---------- The data

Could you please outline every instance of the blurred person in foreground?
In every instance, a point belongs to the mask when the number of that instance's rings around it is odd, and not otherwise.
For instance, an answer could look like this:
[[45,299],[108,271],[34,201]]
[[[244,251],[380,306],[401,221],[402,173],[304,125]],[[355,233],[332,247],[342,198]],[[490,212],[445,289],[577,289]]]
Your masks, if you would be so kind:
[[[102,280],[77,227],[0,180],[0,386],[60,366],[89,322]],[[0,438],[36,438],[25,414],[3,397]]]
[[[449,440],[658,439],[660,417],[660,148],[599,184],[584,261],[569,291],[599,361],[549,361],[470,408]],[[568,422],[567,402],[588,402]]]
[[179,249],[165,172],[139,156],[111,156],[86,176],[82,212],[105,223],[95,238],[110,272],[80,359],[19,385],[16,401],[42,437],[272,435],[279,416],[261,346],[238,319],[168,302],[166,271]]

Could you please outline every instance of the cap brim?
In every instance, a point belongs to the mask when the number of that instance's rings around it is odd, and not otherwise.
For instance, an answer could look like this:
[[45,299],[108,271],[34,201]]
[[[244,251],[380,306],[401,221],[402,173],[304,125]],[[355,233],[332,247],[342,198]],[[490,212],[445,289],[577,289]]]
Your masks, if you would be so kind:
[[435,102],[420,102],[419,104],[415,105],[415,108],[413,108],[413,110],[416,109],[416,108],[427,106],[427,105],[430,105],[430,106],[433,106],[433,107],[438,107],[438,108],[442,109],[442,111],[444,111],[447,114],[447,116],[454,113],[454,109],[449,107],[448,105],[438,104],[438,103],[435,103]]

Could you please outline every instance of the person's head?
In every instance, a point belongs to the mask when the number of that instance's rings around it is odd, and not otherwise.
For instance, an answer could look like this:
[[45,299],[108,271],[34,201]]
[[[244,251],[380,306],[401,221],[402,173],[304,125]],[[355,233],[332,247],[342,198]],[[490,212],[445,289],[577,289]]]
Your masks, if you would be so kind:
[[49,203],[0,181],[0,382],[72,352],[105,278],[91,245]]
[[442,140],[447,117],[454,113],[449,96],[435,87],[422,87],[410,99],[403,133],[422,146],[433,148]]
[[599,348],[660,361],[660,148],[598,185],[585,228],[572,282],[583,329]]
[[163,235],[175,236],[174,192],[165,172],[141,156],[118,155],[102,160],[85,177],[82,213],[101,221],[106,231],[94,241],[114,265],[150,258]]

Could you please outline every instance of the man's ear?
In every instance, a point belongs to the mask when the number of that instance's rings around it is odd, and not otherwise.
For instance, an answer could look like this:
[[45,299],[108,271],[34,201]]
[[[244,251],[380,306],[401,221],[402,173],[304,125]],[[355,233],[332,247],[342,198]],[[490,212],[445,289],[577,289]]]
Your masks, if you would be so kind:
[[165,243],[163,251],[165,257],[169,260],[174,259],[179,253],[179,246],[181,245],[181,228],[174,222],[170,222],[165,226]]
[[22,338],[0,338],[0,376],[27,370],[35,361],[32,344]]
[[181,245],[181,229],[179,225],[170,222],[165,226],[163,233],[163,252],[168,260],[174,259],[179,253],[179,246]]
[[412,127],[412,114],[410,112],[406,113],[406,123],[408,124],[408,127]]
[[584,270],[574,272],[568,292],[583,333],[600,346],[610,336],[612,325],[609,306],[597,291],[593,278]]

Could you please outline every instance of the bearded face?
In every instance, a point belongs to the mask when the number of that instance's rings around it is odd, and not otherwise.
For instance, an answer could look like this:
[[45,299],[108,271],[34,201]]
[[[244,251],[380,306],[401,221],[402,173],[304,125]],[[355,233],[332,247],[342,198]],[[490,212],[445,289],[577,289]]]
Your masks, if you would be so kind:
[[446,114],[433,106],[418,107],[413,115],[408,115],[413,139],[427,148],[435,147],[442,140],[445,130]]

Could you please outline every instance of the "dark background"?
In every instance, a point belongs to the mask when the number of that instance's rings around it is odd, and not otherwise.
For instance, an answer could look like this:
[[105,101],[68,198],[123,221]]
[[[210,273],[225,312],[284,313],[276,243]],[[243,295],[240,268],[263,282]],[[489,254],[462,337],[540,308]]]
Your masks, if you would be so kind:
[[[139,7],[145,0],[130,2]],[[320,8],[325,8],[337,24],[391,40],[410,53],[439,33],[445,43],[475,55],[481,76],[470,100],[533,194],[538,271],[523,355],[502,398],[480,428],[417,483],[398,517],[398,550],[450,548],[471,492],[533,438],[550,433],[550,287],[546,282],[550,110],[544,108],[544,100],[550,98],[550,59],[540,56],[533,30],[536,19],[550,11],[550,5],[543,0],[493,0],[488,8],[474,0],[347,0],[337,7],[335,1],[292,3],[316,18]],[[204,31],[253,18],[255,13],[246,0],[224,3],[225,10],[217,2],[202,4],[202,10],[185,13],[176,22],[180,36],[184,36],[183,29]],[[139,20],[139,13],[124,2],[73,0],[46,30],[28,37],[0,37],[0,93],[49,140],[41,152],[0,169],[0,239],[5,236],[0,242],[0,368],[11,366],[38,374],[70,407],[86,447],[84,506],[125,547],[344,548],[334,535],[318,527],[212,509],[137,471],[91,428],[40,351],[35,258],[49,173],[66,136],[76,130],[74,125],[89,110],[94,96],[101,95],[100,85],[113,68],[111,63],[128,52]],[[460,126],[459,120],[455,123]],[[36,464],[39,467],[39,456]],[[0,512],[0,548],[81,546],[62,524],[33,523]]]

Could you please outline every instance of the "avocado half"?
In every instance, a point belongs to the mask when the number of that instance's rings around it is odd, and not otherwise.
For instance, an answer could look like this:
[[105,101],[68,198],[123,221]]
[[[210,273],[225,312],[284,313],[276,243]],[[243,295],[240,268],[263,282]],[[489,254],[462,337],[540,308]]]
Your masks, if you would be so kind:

--------------------

What this task involves: Check each line of the material above for "person" and say how many lines contain it, giving the number alone.

Written answer: 2